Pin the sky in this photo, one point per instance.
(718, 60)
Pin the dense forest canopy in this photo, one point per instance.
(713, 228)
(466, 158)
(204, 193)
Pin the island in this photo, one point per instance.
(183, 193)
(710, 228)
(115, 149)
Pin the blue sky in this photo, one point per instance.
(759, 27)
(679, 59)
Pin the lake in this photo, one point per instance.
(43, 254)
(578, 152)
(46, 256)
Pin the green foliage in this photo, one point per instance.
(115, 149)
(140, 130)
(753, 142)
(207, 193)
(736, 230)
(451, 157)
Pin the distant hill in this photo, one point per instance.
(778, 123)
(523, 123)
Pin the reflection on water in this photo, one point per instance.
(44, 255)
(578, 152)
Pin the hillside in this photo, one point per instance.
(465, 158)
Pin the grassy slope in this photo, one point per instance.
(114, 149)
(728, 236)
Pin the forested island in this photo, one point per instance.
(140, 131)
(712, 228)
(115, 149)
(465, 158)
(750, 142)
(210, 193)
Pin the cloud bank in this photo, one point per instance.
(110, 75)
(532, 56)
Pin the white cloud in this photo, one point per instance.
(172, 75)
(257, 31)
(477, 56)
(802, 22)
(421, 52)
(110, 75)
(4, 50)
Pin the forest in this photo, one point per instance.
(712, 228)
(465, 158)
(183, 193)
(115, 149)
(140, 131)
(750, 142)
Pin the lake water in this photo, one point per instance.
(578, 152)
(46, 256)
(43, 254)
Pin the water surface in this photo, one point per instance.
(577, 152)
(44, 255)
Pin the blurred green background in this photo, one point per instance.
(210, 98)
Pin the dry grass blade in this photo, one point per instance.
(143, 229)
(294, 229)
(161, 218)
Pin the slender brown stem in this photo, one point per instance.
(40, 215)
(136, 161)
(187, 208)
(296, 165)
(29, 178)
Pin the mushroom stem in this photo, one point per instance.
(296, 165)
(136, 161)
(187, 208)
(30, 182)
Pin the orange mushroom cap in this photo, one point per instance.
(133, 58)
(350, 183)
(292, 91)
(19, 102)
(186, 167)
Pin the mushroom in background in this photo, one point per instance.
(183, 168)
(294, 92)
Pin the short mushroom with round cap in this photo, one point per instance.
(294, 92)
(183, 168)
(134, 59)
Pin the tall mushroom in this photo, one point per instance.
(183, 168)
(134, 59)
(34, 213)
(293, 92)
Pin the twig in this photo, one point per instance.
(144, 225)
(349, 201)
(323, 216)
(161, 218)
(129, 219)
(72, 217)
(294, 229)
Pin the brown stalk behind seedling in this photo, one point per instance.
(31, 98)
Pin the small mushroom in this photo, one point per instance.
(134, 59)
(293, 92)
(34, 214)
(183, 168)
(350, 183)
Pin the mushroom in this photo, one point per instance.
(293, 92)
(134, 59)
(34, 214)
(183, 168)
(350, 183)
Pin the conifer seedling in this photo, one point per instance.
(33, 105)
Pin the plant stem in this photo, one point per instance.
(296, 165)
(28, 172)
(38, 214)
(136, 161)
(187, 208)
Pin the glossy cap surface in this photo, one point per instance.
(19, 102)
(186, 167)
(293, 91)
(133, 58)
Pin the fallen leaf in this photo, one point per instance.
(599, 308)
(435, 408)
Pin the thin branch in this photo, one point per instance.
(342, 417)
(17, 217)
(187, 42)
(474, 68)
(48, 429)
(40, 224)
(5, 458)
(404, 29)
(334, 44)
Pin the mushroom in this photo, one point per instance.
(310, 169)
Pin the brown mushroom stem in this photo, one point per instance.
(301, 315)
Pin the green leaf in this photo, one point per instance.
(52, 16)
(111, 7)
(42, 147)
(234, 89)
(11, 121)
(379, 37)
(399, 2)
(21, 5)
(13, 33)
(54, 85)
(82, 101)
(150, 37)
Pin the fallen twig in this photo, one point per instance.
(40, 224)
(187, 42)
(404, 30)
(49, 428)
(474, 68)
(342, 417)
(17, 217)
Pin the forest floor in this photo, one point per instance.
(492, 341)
━━━━━━━━
§ Instruction: Type out all of the material again, word for word.

§ Written solution:
Pin the sky in this photo, one point per instance.
(718, 60)
Pin the dense forest canopy in this photo, one point per instance.
(713, 228)
(466, 158)
(204, 193)
Pin the island in this photo, one point per instance.
(183, 193)
(710, 228)
(115, 149)
Pin the blue sky in this photo, one point per instance.
(759, 27)
(679, 59)
Pin the lake in this photo, one point per instance.
(43, 254)
(578, 152)
(46, 256)
Pin the green foliage in this photo, one point per instance.
(115, 149)
(140, 130)
(753, 142)
(207, 193)
(736, 230)
(451, 157)
Pin the distant hill in this photo, one point per instance.
(778, 123)
(523, 123)
Pin the reflection on water in this photo, one point per instance.
(44, 255)
(578, 152)
Pin the hillside in this photo, one point per instance.
(465, 158)
Pin the grassy slope in this photo, one point per instance.
(114, 149)
(728, 236)
Pin the forested island in this photo, one point per instance.
(140, 131)
(712, 228)
(115, 149)
(465, 158)
(750, 142)
(210, 193)
Pin the cloud bank in this photo, one point per instance.
(110, 75)
(532, 56)
Pin the white cloud in this photo, one point per instance.
(172, 75)
(257, 31)
(477, 56)
(802, 22)
(421, 52)
(110, 75)
(4, 50)
Pin the forest in this photo, one point per instance.
(712, 228)
(465, 158)
(183, 193)
(115, 149)
(140, 131)
(750, 142)
Pin the lake water in this photo, one point per instance.
(578, 152)
(46, 256)
(43, 254)
Pin the water surface in this photo, one point per instance.
(577, 152)
(44, 255)
Pin the blurred green background in this photo, one point per instance.
(210, 98)
Pin the dry grass blade in this photo, one point per instance.
(143, 229)
(294, 229)
(161, 218)
Pin the slender brown stem in this photo, one point per instance.
(40, 215)
(136, 161)
(187, 208)
(296, 165)
(29, 178)
Pin the mushroom stem in this photo, one point per instance.
(296, 165)
(136, 161)
(187, 208)
(30, 182)
Pin the orange mushroom cap in this photo, one point per instance.
(133, 58)
(350, 183)
(292, 91)
(19, 102)
(186, 167)
Pin the mushroom in background in this photo, one point per instance.
(183, 168)
(294, 92)
Pin the short mushroom with round cap in this photo, one point per instance.
(294, 92)
(183, 168)
(134, 59)
Pin the tall mushroom in this photo, one point per instance.
(183, 168)
(134, 59)
(34, 213)
(293, 92)
Pin the twig in this photo, one point per instance.
(144, 225)
(349, 201)
(323, 216)
(161, 218)
(129, 219)
(72, 217)
(294, 229)
Pin the brown stalk behind seedling in this photo, one point per instance.
(31, 98)
Pin the small mushroom in this photo, one point per instance.
(134, 59)
(293, 92)
(34, 214)
(183, 168)
(350, 183)
Pin the mushroom in this photo, one point per instance.
(293, 92)
(134, 59)
(34, 214)
(183, 168)
(350, 183)
Pin the conifer seedling in this photo, one point per instance.
(33, 105)
Pin the plant stem in this photo, one point per instance.
(296, 165)
(28, 172)
(38, 214)
(136, 161)
(187, 208)
Pin the glossy cap surface in this photo, one point per instance.
(19, 102)
(186, 167)
(293, 91)
(133, 58)
Pin the fallen leaf in this photo, one point per instance.
(599, 308)
(435, 408)
Pin the thin branch in this photo, one point per instance.
(342, 417)
(17, 217)
(187, 42)
(474, 68)
(48, 429)
(40, 224)
(5, 458)
(404, 29)
(334, 44)
Pin the mushroom in this photo, one point per instance.
(310, 169)
Pin the brown mushroom stem in this photo, one point per instance.
(301, 315)
Pin the green leaf in this photo, one point per instance.
(52, 16)
(111, 7)
(42, 147)
(234, 89)
(11, 121)
(379, 37)
(399, 2)
(21, 5)
(13, 33)
(54, 85)
(82, 101)
(150, 37)
Pin the fallen twig in this photo, one point per instance.
(40, 224)
(187, 42)
(404, 30)
(49, 428)
(474, 68)
(342, 417)
(17, 217)
Pin the forest floor in this photo, one point per instance.
(492, 341)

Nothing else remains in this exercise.